### Work task
From the records below, return every line containing the word "conifer".
----------------
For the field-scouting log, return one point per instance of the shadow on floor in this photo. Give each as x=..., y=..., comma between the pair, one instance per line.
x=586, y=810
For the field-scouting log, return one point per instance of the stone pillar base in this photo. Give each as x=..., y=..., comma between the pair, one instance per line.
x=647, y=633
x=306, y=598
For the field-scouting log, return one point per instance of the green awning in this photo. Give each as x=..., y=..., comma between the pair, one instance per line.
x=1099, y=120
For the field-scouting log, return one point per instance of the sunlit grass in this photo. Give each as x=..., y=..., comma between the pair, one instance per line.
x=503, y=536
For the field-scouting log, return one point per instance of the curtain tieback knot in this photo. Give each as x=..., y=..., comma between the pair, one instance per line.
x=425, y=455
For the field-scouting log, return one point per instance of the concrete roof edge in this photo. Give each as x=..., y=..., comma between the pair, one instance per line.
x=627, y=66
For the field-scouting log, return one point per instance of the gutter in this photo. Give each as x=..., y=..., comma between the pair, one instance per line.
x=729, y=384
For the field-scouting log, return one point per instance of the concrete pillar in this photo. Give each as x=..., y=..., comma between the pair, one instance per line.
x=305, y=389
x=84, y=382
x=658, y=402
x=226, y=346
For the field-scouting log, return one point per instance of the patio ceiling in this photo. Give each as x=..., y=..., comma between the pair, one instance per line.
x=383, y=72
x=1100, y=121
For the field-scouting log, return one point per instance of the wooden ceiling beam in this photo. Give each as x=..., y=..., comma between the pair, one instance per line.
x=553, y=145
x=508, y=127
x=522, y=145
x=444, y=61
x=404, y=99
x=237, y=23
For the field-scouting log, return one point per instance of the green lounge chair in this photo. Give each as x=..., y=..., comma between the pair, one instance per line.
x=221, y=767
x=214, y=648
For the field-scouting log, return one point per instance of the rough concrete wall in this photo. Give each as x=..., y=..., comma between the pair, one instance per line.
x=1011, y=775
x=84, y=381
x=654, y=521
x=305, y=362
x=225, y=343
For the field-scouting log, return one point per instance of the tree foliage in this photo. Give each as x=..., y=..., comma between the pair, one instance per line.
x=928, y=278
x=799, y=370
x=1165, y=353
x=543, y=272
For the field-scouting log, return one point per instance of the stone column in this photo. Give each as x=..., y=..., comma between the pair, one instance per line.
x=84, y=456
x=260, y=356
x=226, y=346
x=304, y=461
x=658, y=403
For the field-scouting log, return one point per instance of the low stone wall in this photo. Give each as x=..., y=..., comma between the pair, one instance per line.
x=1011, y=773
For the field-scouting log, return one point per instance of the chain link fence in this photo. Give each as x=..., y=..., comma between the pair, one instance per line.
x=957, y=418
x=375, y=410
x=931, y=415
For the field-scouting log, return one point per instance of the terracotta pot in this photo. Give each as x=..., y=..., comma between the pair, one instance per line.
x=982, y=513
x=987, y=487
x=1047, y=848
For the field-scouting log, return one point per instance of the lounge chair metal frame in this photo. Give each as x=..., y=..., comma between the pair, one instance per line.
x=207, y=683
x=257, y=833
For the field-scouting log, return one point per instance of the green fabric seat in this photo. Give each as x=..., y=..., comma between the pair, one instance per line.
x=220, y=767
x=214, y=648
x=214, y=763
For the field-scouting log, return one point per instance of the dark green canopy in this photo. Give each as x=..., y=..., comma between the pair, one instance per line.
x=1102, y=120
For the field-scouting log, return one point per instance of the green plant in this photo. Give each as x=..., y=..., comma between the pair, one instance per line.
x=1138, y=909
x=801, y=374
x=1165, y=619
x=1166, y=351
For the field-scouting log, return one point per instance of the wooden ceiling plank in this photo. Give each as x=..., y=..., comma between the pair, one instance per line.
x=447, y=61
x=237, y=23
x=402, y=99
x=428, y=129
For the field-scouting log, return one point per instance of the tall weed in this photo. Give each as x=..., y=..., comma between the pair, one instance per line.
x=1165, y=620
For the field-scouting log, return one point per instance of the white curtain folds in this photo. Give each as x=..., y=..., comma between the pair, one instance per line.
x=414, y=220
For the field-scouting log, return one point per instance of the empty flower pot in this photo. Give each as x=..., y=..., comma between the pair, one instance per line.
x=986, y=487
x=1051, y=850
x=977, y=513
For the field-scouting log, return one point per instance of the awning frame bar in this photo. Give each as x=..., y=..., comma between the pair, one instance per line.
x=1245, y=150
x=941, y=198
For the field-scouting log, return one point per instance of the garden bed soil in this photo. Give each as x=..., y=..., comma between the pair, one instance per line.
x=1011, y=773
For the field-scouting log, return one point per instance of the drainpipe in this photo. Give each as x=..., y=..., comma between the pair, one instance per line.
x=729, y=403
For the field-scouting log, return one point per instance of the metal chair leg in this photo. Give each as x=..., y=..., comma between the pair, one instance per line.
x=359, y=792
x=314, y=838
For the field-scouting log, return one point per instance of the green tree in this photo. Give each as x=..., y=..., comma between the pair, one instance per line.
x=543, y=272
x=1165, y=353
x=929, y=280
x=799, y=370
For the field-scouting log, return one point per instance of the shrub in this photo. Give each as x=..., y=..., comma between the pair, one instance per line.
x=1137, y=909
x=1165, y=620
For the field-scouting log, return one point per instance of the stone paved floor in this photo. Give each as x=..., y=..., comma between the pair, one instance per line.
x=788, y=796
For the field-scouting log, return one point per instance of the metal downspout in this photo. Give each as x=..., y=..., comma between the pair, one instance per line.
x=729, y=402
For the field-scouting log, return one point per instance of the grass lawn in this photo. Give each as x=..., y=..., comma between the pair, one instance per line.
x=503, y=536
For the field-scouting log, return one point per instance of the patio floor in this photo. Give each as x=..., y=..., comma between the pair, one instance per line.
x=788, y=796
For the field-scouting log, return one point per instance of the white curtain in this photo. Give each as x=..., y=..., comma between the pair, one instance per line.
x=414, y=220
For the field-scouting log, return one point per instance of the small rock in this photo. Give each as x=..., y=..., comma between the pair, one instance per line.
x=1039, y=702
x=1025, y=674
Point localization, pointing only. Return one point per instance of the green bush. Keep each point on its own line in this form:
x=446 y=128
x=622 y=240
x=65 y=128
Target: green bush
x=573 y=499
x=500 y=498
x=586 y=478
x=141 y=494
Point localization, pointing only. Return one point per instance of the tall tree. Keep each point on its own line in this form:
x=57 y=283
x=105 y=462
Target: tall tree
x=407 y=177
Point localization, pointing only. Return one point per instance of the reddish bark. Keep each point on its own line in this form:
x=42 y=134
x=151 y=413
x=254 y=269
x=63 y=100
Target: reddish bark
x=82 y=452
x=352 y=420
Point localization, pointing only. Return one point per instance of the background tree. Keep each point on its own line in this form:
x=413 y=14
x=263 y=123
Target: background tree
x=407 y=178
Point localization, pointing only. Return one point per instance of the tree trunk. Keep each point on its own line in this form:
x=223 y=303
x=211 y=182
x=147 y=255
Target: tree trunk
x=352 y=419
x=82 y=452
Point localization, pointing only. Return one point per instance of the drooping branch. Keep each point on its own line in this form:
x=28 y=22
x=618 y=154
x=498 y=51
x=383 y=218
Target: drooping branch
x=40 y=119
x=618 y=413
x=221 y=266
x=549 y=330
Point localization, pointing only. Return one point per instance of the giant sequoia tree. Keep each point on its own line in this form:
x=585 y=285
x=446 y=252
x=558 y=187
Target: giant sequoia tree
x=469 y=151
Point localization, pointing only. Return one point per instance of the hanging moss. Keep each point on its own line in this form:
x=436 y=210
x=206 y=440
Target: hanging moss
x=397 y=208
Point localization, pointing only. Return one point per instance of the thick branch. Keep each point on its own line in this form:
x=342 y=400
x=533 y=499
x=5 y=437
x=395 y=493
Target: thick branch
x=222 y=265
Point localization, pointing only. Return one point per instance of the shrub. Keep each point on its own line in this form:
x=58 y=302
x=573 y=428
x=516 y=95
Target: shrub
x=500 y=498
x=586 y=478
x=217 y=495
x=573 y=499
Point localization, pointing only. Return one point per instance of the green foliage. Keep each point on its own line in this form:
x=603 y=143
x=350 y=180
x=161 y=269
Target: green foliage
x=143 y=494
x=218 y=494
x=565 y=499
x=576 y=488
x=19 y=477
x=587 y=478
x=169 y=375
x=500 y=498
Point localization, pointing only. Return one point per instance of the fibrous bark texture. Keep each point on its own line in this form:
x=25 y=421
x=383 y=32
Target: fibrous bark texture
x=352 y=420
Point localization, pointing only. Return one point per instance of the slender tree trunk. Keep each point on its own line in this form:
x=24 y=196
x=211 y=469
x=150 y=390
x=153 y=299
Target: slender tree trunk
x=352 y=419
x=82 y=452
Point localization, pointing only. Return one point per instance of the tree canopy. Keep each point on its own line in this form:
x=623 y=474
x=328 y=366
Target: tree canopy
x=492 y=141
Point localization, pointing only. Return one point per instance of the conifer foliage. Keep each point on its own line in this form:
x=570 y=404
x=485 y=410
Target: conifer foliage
----------------
### Response to this exercise
Point localization, pointing only. Return one point per instance of the conifer foliage. Keep each point on its own line in this form:
Target: conifer foliage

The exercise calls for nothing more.